• Stated task:
In the forum thread on starting a contracting business, what software does the opening post plan to use in the business's early stages?

• Extracted text:
※

# Starting right, the FIRST time..



## gb-const (Nov 16, 2014)

Hello everyone,

First off, thank you for taking a few minutes to stop by and read. Thanks in advance for advice and suggestions.

For what it may apply to, I am located in the State of Texas. My father and I work in the same company at the moment, and are looking to start our own contracting business, mainly in concrete work and excavation. 

I am thinking to go with LLC structured business, as it would seem to be not so complicated (for starters), and would (hopefully) provide the added coverage as compared to Sole-Proprietor/DBA, in coverage and tax purposes. What are your thoughts on this? Additionally, we are thinking, if successful--operating under an "umbrella" LLC, and having multiple businesses under different names (DBA). 

Next, for filing for the business entities, I am considering to use LegalZoom for the basic plan. Since the EIN and Sales Tax paperwork it free to apply through my State's website, I can do this myself. BUT, should I speak to an Attorney first, and take them on as my business Attorney, and have him/her file for me? What is something you did when starting out, or wish you had done differently?

Now, on to employees. Being as our business will deal with concrete, and to have a decent project completion time, we would be looking to take on 2-5 additional employees, aside from my Father and I (both being Managing-Members). How do the majority of you manage Payroll, Accounts Rec/Payable, etc?? I was thinking to use QuickBooks for the early-stages of the business, and shoot from there.

I may have some more questions later on, so thank you for your patience and response.

-Steven


----------



## tedanderson (May 19, 2010)

Everything you are thinking about is good but the first thing that I would focus on is having all of the necessary insurances, bonding, and licensing. 

I personally like operating under a DBA to manage anonymous complaints and frivolous lawsuits. That way the people who actually do business with me know how to find me if they have a problem. Anyone else who goes after me as a matter of mistaken identity or looking for an easy payday, it's going to take some work to locate the proprietor (me). By that time I know who they are and I can check my records to see if they were actually a customer of mine or not.


----------



## mikeswoods (Oct 11, 2008)

Before you speak to an attourny --I would speak to a good accountant.

The accountant will guide you to the best choice,tax wise, to structure the business--
The accountant will also know how to handle the employee taxes and workmans comp.

If you choose well--they will also know of insurance companies,lawyers and other resources.

Just a thought-----


----------



## Spencer (Jul 6, 2005)

Good call of starting out as an LLC. I didn't my first year and its going to cost me quite a bit of extra coin to the tax man. 

If you form an LLC. The best option for me is to form an LLC and file as an S-Corp. This allows you to have the tax advantage of an S-Corp with the annoying extra paperwork of a formal S-Corp.

By going the LLC/Scorp route you can pay yourself a "normal" salary and then pay yourself a distribution at the end of the year that is not taxed FICA and maybe some other stuff. It saves a good 10% that doesn't have to go to the tax man.

I've got a meeting on Monday to start looking into getting mine setup for the coming year.


----------



## Spencer (Jul 6, 2005)

※

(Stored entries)

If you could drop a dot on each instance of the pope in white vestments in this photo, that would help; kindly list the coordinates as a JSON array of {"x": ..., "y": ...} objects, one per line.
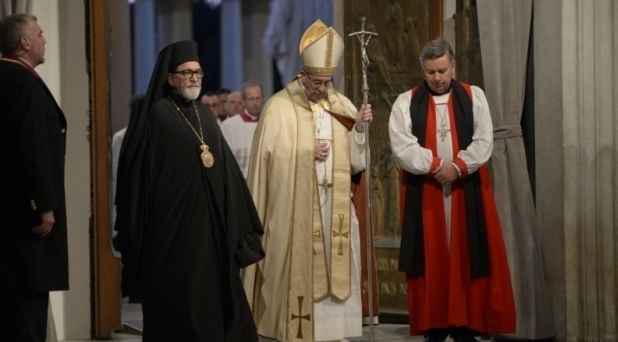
[{"x": 307, "y": 144}]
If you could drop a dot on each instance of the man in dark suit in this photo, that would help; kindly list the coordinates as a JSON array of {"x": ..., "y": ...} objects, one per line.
[{"x": 33, "y": 227}]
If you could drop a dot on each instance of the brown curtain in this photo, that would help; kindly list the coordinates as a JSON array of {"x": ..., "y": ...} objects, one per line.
[
  {"x": 8, "y": 7},
  {"x": 504, "y": 29}
]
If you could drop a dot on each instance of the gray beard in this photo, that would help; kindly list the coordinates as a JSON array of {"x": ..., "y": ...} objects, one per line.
[{"x": 191, "y": 93}]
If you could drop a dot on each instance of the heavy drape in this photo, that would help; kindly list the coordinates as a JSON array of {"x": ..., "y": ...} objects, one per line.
[{"x": 504, "y": 28}]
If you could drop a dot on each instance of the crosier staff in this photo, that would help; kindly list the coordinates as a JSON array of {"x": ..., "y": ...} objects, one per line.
[{"x": 364, "y": 37}]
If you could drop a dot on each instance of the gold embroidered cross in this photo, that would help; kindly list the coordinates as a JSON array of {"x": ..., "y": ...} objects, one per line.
[
  {"x": 317, "y": 233},
  {"x": 341, "y": 235},
  {"x": 300, "y": 317}
]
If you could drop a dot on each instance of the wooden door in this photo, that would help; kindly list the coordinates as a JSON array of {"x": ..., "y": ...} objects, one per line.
[{"x": 403, "y": 27}]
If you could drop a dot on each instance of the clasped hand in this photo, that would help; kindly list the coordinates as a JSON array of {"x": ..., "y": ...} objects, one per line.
[
  {"x": 446, "y": 173},
  {"x": 364, "y": 115}
]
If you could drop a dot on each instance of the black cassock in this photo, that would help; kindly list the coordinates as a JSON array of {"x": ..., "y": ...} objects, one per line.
[{"x": 187, "y": 229}]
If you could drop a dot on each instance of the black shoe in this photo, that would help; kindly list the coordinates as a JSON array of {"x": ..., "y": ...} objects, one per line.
[{"x": 465, "y": 339}]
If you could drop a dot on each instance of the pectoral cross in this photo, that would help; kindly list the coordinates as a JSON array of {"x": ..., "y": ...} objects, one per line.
[{"x": 442, "y": 131}]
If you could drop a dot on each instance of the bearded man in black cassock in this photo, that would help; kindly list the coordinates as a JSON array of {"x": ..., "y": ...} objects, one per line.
[{"x": 186, "y": 220}]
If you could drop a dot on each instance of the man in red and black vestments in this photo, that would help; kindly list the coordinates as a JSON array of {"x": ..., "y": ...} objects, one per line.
[{"x": 452, "y": 249}]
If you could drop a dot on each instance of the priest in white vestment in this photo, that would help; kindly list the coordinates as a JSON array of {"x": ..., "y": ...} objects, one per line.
[
  {"x": 239, "y": 129},
  {"x": 309, "y": 141}
]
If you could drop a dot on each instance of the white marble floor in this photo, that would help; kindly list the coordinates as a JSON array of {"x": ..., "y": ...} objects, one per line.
[{"x": 132, "y": 319}]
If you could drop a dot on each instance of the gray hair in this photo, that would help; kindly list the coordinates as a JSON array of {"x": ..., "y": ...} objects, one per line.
[
  {"x": 12, "y": 28},
  {"x": 435, "y": 49},
  {"x": 250, "y": 84}
]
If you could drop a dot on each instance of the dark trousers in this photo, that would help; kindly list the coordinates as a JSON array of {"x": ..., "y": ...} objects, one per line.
[{"x": 23, "y": 316}]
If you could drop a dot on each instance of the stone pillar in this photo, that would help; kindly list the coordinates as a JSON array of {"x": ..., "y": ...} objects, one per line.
[
  {"x": 576, "y": 65},
  {"x": 145, "y": 47},
  {"x": 232, "y": 53},
  {"x": 257, "y": 64},
  {"x": 120, "y": 63}
]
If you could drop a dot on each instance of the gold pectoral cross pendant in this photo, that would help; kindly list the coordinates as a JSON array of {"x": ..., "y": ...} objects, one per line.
[
  {"x": 207, "y": 159},
  {"x": 442, "y": 131}
]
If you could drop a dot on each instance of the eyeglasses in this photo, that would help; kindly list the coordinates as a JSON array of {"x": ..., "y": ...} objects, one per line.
[
  {"x": 315, "y": 84},
  {"x": 188, "y": 74}
]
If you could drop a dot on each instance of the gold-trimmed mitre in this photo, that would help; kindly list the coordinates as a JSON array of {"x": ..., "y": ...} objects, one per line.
[{"x": 320, "y": 49}]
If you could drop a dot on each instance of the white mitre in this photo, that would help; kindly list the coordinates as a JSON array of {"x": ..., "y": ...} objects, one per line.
[{"x": 320, "y": 49}]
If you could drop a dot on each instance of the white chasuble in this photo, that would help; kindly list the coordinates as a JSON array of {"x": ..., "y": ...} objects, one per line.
[{"x": 336, "y": 318}]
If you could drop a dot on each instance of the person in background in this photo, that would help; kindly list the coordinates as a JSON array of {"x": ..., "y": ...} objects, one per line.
[
  {"x": 211, "y": 100},
  {"x": 128, "y": 283},
  {"x": 33, "y": 220},
  {"x": 239, "y": 129},
  {"x": 223, "y": 93},
  {"x": 441, "y": 134},
  {"x": 234, "y": 104}
]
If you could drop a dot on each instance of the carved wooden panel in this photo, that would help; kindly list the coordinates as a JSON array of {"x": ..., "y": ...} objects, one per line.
[
  {"x": 403, "y": 27},
  {"x": 468, "y": 47}
]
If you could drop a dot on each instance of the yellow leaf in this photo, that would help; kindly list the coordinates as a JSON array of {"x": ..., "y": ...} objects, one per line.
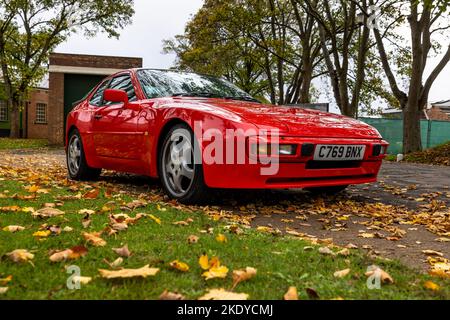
[
  {"x": 216, "y": 272},
  {"x": 42, "y": 234},
  {"x": 20, "y": 256},
  {"x": 157, "y": 220},
  {"x": 431, "y": 286},
  {"x": 180, "y": 266},
  {"x": 143, "y": 272},
  {"x": 204, "y": 262},
  {"x": 342, "y": 273},
  {"x": 171, "y": 296},
  {"x": 221, "y": 238},
  {"x": 94, "y": 239},
  {"x": 243, "y": 275},
  {"x": 222, "y": 294},
  {"x": 291, "y": 294},
  {"x": 13, "y": 229}
]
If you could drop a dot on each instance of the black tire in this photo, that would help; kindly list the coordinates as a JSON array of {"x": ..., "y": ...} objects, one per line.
[
  {"x": 194, "y": 190},
  {"x": 81, "y": 171},
  {"x": 327, "y": 190}
]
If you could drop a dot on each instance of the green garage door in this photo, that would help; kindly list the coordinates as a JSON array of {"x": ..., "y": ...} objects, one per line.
[{"x": 77, "y": 86}]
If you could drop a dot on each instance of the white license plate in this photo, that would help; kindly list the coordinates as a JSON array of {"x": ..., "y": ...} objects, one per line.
[{"x": 339, "y": 152}]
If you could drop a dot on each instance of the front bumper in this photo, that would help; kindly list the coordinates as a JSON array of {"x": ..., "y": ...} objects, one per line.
[{"x": 300, "y": 171}]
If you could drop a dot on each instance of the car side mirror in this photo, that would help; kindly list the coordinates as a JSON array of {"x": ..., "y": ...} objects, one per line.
[{"x": 117, "y": 96}]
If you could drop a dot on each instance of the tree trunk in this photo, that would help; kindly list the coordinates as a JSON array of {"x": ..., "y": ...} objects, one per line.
[
  {"x": 15, "y": 120},
  {"x": 412, "y": 137}
]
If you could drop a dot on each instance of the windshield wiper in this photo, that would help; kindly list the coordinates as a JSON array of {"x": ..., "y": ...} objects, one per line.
[
  {"x": 196, "y": 94},
  {"x": 242, "y": 98}
]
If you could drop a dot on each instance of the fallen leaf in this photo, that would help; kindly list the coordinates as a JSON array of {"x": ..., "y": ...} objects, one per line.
[
  {"x": 216, "y": 272},
  {"x": 123, "y": 252},
  {"x": 326, "y": 251},
  {"x": 143, "y": 272},
  {"x": 42, "y": 234},
  {"x": 222, "y": 294},
  {"x": 156, "y": 219},
  {"x": 20, "y": 256},
  {"x": 342, "y": 273},
  {"x": 94, "y": 239},
  {"x": 431, "y": 286},
  {"x": 171, "y": 296},
  {"x": 312, "y": 294},
  {"x": 432, "y": 253},
  {"x": 291, "y": 294},
  {"x": 221, "y": 238},
  {"x": 243, "y": 275},
  {"x": 13, "y": 229},
  {"x": 93, "y": 194},
  {"x": 47, "y": 213},
  {"x": 180, "y": 266},
  {"x": 193, "y": 239},
  {"x": 82, "y": 280},
  {"x": 377, "y": 271}
]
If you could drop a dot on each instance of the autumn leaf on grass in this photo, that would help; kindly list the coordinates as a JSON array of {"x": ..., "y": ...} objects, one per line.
[
  {"x": 47, "y": 213},
  {"x": 180, "y": 266},
  {"x": 13, "y": 229},
  {"x": 123, "y": 252},
  {"x": 221, "y": 238},
  {"x": 143, "y": 272},
  {"x": 42, "y": 234},
  {"x": 171, "y": 296},
  {"x": 243, "y": 275},
  {"x": 216, "y": 272},
  {"x": 431, "y": 286},
  {"x": 291, "y": 294},
  {"x": 207, "y": 264},
  {"x": 6, "y": 280},
  {"x": 193, "y": 239},
  {"x": 69, "y": 254},
  {"x": 156, "y": 219},
  {"x": 93, "y": 194},
  {"x": 94, "y": 239},
  {"x": 378, "y": 272},
  {"x": 20, "y": 256},
  {"x": 342, "y": 273},
  {"x": 222, "y": 294}
]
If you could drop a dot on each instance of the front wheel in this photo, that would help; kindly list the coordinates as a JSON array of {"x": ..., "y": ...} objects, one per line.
[
  {"x": 327, "y": 190},
  {"x": 76, "y": 160},
  {"x": 180, "y": 170}
]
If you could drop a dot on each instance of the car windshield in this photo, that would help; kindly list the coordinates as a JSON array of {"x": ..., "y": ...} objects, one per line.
[{"x": 159, "y": 83}]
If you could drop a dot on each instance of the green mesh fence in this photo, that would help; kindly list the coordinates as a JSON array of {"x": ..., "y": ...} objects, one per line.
[{"x": 434, "y": 133}]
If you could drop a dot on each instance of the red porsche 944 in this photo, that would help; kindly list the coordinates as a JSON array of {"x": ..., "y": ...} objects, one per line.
[{"x": 196, "y": 133}]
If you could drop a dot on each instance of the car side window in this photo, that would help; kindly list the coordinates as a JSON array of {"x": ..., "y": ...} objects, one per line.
[
  {"x": 97, "y": 98},
  {"x": 124, "y": 83}
]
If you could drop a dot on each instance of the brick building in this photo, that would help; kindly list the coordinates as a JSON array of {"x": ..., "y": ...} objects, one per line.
[{"x": 70, "y": 78}]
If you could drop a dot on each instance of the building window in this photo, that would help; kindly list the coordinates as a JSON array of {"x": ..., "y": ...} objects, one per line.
[
  {"x": 3, "y": 111},
  {"x": 41, "y": 113}
]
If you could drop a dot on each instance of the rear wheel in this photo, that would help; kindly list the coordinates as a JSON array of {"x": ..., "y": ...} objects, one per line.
[
  {"x": 180, "y": 170},
  {"x": 327, "y": 190},
  {"x": 76, "y": 160}
]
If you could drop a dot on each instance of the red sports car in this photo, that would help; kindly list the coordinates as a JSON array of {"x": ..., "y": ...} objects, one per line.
[{"x": 196, "y": 133}]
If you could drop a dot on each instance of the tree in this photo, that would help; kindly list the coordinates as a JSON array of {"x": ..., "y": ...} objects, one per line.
[
  {"x": 31, "y": 29},
  {"x": 426, "y": 20}
]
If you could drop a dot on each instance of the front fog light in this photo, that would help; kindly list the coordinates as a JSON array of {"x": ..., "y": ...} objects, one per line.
[{"x": 288, "y": 150}]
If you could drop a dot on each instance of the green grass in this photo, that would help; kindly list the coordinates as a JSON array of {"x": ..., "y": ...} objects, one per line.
[
  {"x": 13, "y": 144},
  {"x": 281, "y": 261}
]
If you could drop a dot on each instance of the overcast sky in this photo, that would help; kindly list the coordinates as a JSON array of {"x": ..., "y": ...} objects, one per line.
[{"x": 157, "y": 20}]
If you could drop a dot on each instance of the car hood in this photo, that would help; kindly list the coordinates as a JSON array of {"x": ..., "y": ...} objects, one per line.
[{"x": 299, "y": 122}]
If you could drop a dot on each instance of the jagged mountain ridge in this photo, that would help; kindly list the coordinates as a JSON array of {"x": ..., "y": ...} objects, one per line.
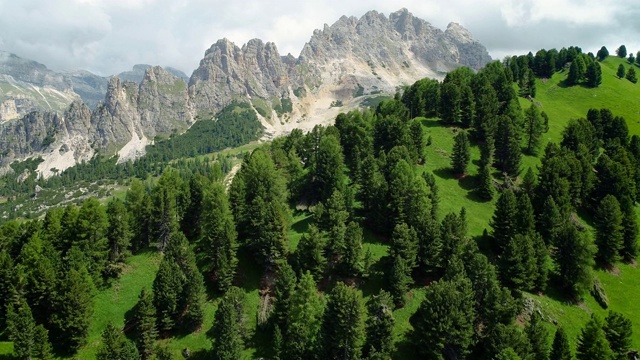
[{"x": 341, "y": 63}]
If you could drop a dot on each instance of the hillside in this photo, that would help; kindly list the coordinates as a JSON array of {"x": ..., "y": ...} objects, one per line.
[{"x": 560, "y": 103}]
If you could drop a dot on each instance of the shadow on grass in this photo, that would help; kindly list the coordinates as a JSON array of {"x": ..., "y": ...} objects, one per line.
[
  {"x": 376, "y": 280},
  {"x": 248, "y": 272}
]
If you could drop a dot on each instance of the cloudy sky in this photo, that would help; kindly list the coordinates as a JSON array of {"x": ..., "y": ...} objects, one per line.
[{"x": 109, "y": 36}]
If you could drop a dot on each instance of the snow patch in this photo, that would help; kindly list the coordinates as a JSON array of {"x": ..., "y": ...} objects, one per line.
[{"x": 134, "y": 149}]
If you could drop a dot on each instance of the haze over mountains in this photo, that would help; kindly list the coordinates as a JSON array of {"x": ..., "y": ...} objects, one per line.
[{"x": 66, "y": 118}]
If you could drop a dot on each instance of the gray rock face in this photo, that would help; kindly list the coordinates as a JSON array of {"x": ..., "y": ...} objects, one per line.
[{"x": 352, "y": 57}]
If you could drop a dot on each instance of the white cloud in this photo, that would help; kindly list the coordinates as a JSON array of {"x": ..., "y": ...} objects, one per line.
[{"x": 110, "y": 36}]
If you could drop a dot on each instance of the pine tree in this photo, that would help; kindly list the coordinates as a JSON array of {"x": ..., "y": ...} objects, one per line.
[
  {"x": 219, "y": 237},
  {"x": 309, "y": 255},
  {"x": 21, "y": 329},
  {"x": 118, "y": 233},
  {"x": 592, "y": 343},
  {"x": 461, "y": 154},
  {"x": 115, "y": 346},
  {"x": 444, "y": 320},
  {"x": 352, "y": 256},
  {"x": 621, "y": 71},
  {"x": 618, "y": 331},
  {"x": 533, "y": 128},
  {"x": 228, "y": 326},
  {"x": 304, "y": 319},
  {"x": 73, "y": 309},
  {"x": 574, "y": 259},
  {"x": 631, "y": 75},
  {"x": 609, "y": 231},
  {"x": 560, "y": 349},
  {"x": 538, "y": 337},
  {"x": 504, "y": 221},
  {"x": 379, "y": 325},
  {"x": 630, "y": 231},
  {"x": 145, "y": 324},
  {"x": 343, "y": 324},
  {"x": 283, "y": 289}
]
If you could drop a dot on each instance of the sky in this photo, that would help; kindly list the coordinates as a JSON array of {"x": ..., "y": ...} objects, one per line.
[{"x": 110, "y": 36}]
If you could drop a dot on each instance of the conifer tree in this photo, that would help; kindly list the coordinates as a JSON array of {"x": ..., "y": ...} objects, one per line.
[
  {"x": 145, "y": 324},
  {"x": 228, "y": 326},
  {"x": 621, "y": 71},
  {"x": 118, "y": 233},
  {"x": 115, "y": 346},
  {"x": 352, "y": 256},
  {"x": 343, "y": 324},
  {"x": 219, "y": 237},
  {"x": 574, "y": 258},
  {"x": 461, "y": 154},
  {"x": 618, "y": 331},
  {"x": 444, "y": 320},
  {"x": 630, "y": 231},
  {"x": 534, "y": 128},
  {"x": 284, "y": 287},
  {"x": 560, "y": 349},
  {"x": 609, "y": 231},
  {"x": 538, "y": 337},
  {"x": 504, "y": 221},
  {"x": 592, "y": 342},
  {"x": 21, "y": 329},
  {"x": 379, "y": 325},
  {"x": 309, "y": 255},
  {"x": 304, "y": 319}
]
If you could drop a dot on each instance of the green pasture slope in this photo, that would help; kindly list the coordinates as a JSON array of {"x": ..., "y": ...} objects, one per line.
[{"x": 561, "y": 103}]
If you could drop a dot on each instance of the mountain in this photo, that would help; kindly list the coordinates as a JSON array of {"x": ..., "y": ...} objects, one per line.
[
  {"x": 136, "y": 74},
  {"x": 340, "y": 66}
]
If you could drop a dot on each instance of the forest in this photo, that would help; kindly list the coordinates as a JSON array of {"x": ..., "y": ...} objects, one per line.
[{"x": 559, "y": 212}]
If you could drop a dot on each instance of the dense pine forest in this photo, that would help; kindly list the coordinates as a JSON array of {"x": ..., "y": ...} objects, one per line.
[{"x": 477, "y": 217}]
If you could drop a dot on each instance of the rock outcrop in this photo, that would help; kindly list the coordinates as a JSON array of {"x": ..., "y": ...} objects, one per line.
[{"x": 340, "y": 64}]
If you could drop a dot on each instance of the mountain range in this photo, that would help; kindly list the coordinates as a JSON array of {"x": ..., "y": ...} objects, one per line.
[{"x": 68, "y": 117}]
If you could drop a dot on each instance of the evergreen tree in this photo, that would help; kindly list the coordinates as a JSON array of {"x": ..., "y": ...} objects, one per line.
[
  {"x": 309, "y": 255},
  {"x": 508, "y": 153},
  {"x": 443, "y": 324},
  {"x": 138, "y": 205},
  {"x": 592, "y": 342},
  {"x": 379, "y": 325},
  {"x": 228, "y": 326},
  {"x": 631, "y": 75},
  {"x": 219, "y": 237},
  {"x": 574, "y": 259},
  {"x": 118, "y": 233},
  {"x": 343, "y": 324},
  {"x": 609, "y": 231},
  {"x": 602, "y": 54},
  {"x": 167, "y": 287},
  {"x": 504, "y": 221},
  {"x": 538, "y": 337},
  {"x": 560, "y": 349},
  {"x": 352, "y": 256},
  {"x": 304, "y": 319},
  {"x": 21, "y": 329},
  {"x": 461, "y": 154},
  {"x": 594, "y": 74},
  {"x": 630, "y": 231},
  {"x": 329, "y": 168},
  {"x": 618, "y": 331},
  {"x": 283, "y": 289},
  {"x": 145, "y": 324},
  {"x": 533, "y": 128},
  {"x": 73, "y": 309},
  {"x": 115, "y": 346},
  {"x": 621, "y": 71}
]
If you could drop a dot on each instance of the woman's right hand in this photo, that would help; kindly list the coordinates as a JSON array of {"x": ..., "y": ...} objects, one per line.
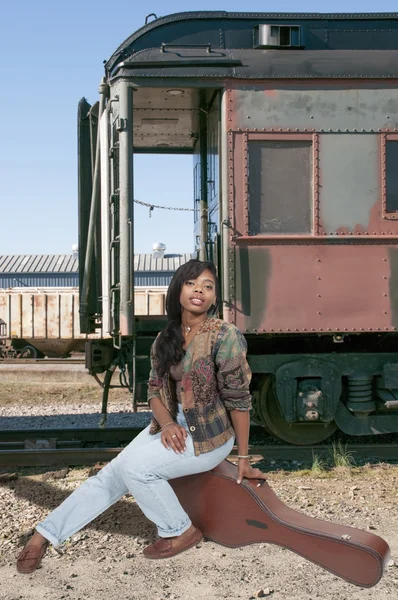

※

• Output for this task:
QuickBooks.